### SOURCE DOCUMENT:
[BEGIN]
I painted my valve cover with a non heat resistant paint i think its called like smashed paint it looks gunmetal and i have had it on for about 2 weeks now sooooo if it was gonna crack or bubble it would have by now its reached its hottest stage and not one things wrong with it


----------



## Teknokid (Jun 1, 2002)

I used chrome paint on my valve cover. It was from a B13 and although its not installed yet, some other parts have not chipped or bubbled. I painted the heatshield of the exhaust manifold with it and its still shiny so i have high hopes.


----------



## Teknokid (Jun 1, 2002)

myoung said:


> *yeah Nissan changed to ABS plastic for the B14's..... B13 will work..but, You will also need a B13 gasket for the same year....Greg at Mossy can help you with that..
> 
> Here's the one we have on Project 200SX........... *


for the same year as the valvecover or my engine?


----------



## xxskaboomx (Jun 14, 2003)

You'll need to pick up a gasket from a '91-'94 sentra. Simply ordering the valve cover alone won't be enough. The gasket from the B14 doesn't fit, I went through a lot of hassle when I got my valve cover. Trust me, do it right the first time!

Good Luck


----------



## bugnlv (Jun 24, 2003)

ok i just scored a 91 valve cover and it had a gasket! 16 bucks!!!! now it had a gasket in it.. but it was a used one. i take it i should buy a new gasket and also whats the best way to clean it before i start sanding it down... or should i take it to a shop to get cleaned and buff for me??


----------



## JayL1967 (Apr 30, 2002)

*Heat shield and valve cover polished*


----------



## bugnlv (Jun 24, 2003)

i dont think im gonna polish it cause i dont have the time nor the money to get it done but ill clean it up. as you can see im almost done


----------
[END]
### REQUIRED TASK:
List each different username that appears in a post heading in the forum thread about painting valve covers, above.

### COLLECTED MATERIAL:
[BEGIN]
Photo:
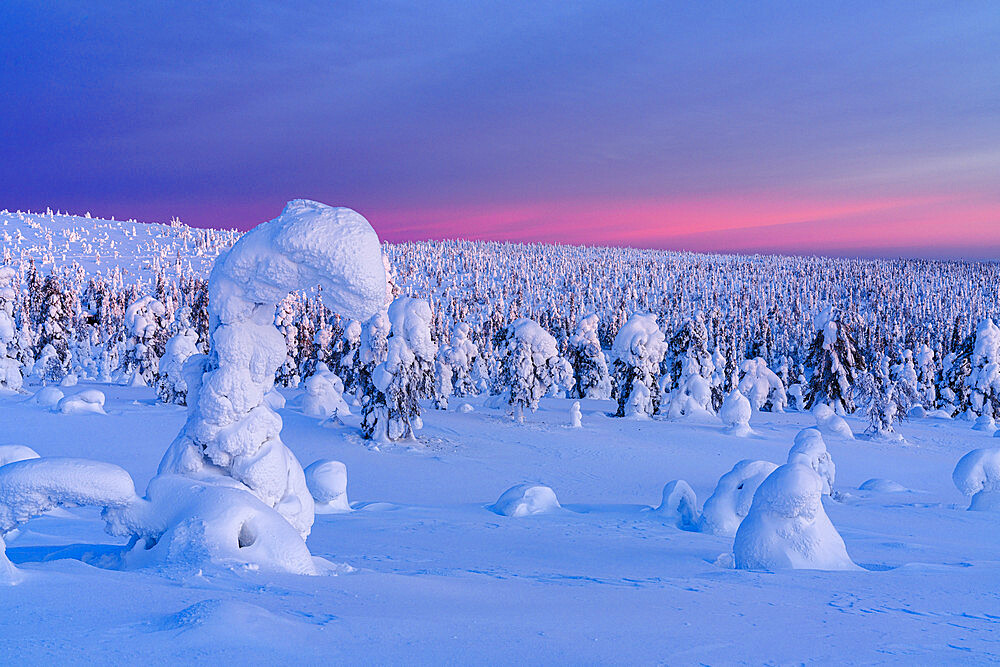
[END]
### REPLY:
Teknokid
xxskaboomx
bugnlv
JayL1967